Willis focuses his analysis on students in secondary schools, but chances are that signs of trouble for the lads were present during their earlier school experiences. In my many years of teaching and working with schools, I have seen this phenomenon played out repeatedly. Schools struggle to maintain order and discipline, while a relatively small number of recalcitrant students wreak havoc in classrooms and hallways until they are pushed out or drop out of school on their own accord. Before they exit, the administrators charged with handling discipline engage in a futile game of cat and mouse with them. They desperately try to apprehend, contain and control incorrigible students even as the students conjure up new ways to violate school rules. The repeated violations suggest that the students understand completely that the social contract underlying their education has been broken. By their actions it appears they have decided to make the lives of adults and other students miserable as their way of obtaining retribution for a failed education.

Discipline and the Social Purposes of Education

To break the cycle of failure and restore the social contract that underlies schooling, I believe it is necessary to revisit the purpose of education. In American society, schools carry out three primary functions. First, schools sort children based on various measures of their academic ability and place them on trajectories that influence the economic roles and occupations they will assume as adults. In so doing, they play a role in determining who will lead and manage corporations and government, and who will be led and managed by those in charge (Bowles & Gintis, 1976; Oakes, 1985). Second, schools play an important role in socializing children by teaching the values and norms that are regarded as central to civil society and the social order (Apple, 1982; Durkheim, 1961). They do this by teaching social conventions (e.g., obedience to authority) through implicit and explicit means and by instilling a sense of what it means to be “normal” in students (Gottfredson, 2001). Finally, schools operate as institutions of social control, providing an important custodial function with respect to the care and movement of children. Operating as surrogate parents, schools exercise considerable authority over students, and many of their basic civil rights are suspended while they are in school (Casella, 2001).

Each one of these functions is important and central to the operation of most schools, but without the third -- maintaining order and control -- the other two functions cannot be easily accomplished. Without a relatively orderly environment where the authority of adults is respected and rules are followed, it is difficult to sort and socialize students. Of course there are some schools where adults experience considerable difficulty in maintaining order and where control of students is tenuous at best. Such places are generally regarded as educational wastelands and schools of last resort, and placement in these schools constitutes the ultimate sorting and socializing on the path to nowhere (Devine, 1996).

While important in their own right, each of these functions also serves an overlapping and related purpose. By sorting children on the basis of their presumed academic ability or behavior, children learn whether they are in on the educational pipeline and develop expectations regarding where they will end up on the social hierarchy. Some paths lead to success and prosperity, or at the minimum, economic security. Other paths lead to dead-end jobs, low wages, and subordination. The socialization process that accompanies the sorting makes it possible for students to accept the educational trajectory set for them and to see their future adult roles as positions they have earned. For this reason, there is surprisingly little objection to the sorting process because students come to believe that their grades, test scores, and behavior have created a future for them that they deserve.

------------------------------------------------

BRIEF
From the passage on school discipline, reproduce the span beginning with "While important in" and continuing through "that they deserve.".

(Part of a data file)
------------------------------------------------

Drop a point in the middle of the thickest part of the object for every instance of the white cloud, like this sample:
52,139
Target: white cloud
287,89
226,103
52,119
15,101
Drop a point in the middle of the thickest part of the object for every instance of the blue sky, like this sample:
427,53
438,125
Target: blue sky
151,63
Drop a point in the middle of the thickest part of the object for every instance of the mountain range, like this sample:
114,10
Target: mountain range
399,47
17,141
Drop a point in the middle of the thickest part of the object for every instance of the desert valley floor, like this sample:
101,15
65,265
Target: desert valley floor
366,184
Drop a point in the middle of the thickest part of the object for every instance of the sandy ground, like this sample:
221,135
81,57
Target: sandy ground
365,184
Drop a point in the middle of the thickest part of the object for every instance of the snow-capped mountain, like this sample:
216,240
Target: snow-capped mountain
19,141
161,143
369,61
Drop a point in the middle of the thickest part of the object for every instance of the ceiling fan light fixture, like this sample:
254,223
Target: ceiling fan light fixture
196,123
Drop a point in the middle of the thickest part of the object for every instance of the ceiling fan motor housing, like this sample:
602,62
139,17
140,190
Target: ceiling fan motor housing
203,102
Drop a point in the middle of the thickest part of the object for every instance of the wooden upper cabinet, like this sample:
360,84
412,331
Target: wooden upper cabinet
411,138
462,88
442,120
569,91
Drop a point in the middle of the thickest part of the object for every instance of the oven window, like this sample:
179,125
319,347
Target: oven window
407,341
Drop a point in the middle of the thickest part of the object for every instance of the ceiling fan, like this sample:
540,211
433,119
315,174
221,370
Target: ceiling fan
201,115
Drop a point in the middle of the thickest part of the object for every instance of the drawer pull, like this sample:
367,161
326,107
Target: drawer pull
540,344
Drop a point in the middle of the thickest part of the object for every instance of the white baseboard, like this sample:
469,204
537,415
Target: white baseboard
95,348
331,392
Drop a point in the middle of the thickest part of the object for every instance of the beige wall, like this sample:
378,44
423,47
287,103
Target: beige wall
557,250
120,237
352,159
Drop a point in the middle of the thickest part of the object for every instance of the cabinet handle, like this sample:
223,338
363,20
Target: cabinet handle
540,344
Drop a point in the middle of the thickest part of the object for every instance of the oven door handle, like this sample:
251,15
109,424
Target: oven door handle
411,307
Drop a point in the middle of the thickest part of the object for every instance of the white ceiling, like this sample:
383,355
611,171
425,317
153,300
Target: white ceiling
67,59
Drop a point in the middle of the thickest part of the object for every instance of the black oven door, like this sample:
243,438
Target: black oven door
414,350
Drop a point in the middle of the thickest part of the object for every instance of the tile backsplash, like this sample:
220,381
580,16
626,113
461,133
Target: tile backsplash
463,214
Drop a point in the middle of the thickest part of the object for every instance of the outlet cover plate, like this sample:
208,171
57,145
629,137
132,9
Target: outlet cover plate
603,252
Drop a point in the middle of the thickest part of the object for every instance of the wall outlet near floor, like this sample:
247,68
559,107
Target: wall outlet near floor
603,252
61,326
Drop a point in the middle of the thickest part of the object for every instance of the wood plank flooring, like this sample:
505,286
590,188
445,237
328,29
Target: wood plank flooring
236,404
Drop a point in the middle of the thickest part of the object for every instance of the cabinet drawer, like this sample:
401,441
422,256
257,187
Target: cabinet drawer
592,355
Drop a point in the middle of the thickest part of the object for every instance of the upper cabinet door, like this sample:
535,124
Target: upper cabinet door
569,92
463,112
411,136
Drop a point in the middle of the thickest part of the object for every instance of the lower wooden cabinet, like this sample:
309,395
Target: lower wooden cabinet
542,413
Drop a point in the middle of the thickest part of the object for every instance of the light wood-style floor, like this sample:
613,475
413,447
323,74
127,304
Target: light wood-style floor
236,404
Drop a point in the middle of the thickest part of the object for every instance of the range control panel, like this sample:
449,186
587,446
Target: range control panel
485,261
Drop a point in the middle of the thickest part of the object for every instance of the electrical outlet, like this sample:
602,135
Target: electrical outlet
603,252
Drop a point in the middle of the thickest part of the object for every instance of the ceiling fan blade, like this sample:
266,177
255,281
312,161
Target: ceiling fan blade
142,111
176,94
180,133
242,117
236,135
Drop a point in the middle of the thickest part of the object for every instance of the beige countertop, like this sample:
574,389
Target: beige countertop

------------------------------------------------

RESULT
While important in their own right, each of these functions also serves an overlapping and related purpose. By sorting children on the basis of their presumed academic ability or behavior, children learn whether they are in on the educational pipeline and develop expectations regarding where they will end up on the social hierarchy. Some paths lead to success and prosperity, or at the minimum, economic security. Other paths lead to dead-end jobs, low wages, and subordination. The socialization process that accompanies the sorting makes it possible for students to accept the educational trajectory set for them and to see their future adult roles as positions they have earned. For this reason, there is surprisingly little objection to the sorting process because students come to believe that their grades, test scores, and behavior have created a future for them that they deserve.